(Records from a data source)
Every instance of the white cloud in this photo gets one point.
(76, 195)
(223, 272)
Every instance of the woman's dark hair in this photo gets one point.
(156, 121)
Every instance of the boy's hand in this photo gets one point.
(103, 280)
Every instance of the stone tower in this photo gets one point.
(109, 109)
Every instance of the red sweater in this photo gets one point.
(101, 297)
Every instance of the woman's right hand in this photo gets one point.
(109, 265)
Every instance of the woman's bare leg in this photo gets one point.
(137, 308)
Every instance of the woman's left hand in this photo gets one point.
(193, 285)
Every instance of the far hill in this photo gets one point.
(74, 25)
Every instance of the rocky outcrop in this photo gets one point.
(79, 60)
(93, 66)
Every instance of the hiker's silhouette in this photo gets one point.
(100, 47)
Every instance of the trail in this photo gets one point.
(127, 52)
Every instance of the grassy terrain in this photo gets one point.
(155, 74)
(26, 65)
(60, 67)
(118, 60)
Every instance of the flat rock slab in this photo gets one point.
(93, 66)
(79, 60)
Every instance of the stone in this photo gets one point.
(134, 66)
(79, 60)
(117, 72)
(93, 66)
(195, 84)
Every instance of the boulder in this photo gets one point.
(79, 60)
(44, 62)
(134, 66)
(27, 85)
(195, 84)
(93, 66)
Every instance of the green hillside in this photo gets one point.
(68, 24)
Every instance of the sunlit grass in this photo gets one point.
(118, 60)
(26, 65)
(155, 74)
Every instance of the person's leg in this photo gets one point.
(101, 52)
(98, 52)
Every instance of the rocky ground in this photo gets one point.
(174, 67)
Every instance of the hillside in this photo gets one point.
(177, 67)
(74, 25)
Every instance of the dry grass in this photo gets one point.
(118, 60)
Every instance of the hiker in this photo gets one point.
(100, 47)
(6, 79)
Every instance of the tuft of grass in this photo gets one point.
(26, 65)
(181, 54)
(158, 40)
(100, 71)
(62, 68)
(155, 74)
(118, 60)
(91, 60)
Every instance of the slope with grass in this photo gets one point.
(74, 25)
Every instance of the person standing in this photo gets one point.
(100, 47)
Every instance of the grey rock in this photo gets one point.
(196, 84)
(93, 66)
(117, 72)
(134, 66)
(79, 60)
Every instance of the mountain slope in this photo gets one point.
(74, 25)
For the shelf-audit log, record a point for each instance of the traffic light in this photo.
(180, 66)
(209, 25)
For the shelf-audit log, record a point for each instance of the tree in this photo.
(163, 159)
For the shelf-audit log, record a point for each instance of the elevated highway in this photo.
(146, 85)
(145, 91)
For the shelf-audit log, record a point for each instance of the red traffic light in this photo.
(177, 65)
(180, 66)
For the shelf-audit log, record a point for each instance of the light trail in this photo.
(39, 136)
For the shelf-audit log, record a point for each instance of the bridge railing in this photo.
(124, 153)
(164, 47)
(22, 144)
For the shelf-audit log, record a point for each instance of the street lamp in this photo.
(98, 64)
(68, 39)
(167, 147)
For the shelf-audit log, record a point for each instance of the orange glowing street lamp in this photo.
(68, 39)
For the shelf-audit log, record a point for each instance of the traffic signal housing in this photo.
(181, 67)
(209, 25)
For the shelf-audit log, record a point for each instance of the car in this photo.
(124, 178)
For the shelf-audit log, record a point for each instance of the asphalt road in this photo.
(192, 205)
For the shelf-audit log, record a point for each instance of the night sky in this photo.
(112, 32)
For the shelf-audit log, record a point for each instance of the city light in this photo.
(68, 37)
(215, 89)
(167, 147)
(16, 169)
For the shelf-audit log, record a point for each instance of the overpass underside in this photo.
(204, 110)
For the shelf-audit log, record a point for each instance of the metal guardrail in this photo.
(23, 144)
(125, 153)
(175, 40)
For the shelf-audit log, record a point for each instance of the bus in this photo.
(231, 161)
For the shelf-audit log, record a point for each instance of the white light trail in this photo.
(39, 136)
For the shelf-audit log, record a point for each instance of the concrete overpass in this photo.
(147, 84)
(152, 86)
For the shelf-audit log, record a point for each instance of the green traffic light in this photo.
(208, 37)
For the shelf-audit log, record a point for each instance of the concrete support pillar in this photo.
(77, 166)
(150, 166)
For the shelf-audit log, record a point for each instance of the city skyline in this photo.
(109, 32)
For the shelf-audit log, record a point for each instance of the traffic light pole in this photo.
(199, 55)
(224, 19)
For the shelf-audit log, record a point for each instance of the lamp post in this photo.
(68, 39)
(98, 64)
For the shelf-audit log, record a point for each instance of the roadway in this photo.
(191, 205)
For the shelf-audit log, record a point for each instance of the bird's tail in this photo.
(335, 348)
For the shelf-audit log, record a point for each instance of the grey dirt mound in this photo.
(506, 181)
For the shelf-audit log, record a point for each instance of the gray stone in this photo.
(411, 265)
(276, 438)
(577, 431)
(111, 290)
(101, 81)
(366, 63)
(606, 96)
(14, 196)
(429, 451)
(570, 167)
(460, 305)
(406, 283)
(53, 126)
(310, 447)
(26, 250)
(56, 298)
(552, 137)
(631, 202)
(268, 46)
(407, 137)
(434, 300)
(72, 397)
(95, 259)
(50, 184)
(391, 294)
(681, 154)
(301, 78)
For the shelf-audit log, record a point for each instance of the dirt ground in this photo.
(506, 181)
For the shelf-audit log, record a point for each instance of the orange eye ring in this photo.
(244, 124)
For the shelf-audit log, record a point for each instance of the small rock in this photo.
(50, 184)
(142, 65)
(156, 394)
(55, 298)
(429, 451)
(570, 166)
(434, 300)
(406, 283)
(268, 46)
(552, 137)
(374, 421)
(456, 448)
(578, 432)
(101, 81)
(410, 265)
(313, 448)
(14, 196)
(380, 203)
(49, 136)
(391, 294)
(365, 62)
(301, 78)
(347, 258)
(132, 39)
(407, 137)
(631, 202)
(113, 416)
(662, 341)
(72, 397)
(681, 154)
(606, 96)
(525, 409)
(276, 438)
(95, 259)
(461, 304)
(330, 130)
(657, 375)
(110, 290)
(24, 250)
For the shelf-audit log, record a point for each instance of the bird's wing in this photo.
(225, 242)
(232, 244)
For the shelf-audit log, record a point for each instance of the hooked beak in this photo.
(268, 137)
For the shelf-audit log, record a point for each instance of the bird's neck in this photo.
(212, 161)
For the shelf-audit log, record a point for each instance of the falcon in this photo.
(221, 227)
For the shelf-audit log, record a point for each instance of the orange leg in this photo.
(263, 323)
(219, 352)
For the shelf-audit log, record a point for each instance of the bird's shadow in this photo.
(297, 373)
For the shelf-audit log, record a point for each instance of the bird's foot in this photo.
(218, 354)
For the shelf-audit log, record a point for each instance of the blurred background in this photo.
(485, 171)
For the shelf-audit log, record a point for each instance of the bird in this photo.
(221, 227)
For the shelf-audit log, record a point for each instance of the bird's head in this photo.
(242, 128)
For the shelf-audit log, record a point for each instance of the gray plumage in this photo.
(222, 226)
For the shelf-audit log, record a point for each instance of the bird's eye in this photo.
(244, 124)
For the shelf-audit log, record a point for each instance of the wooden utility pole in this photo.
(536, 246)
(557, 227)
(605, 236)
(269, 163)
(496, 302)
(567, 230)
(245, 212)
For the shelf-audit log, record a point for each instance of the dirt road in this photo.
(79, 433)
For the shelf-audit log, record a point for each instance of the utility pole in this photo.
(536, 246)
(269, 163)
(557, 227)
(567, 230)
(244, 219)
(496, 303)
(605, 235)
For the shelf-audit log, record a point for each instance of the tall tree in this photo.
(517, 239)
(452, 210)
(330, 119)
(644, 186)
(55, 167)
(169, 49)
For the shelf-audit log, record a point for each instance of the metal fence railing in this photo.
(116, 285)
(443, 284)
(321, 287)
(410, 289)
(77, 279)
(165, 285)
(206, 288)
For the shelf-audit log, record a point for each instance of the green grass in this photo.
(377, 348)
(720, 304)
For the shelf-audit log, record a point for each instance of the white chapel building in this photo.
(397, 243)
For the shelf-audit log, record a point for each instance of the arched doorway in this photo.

**THE PROBLEM:**
Could you output exactly the lines from the one containing "tall tree in this photo." to the end of the entries above, both included, and no others?

**ANSWER FOR THIS EXERCISE:**
For the shelf-audit log, record a point for each instance of the tall tree in this photo.
(517, 239)
(452, 210)
(330, 119)
(644, 186)
(55, 167)
(169, 49)
For the shelf-audit log, record a point for each instance of the metal fence railing in this photo.
(116, 285)
(443, 284)
(321, 287)
(410, 289)
(77, 279)
(165, 285)
(206, 288)
For the shelf-audit log, record a point for each instance of the green grass in this photo.
(377, 348)
(720, 304)
For the shelf-audit log, record a point for each instance of the white chapel building in this photo.
(397, 243)
For the shelf-audit log, record a point for each instance of the arched doorway in this photo.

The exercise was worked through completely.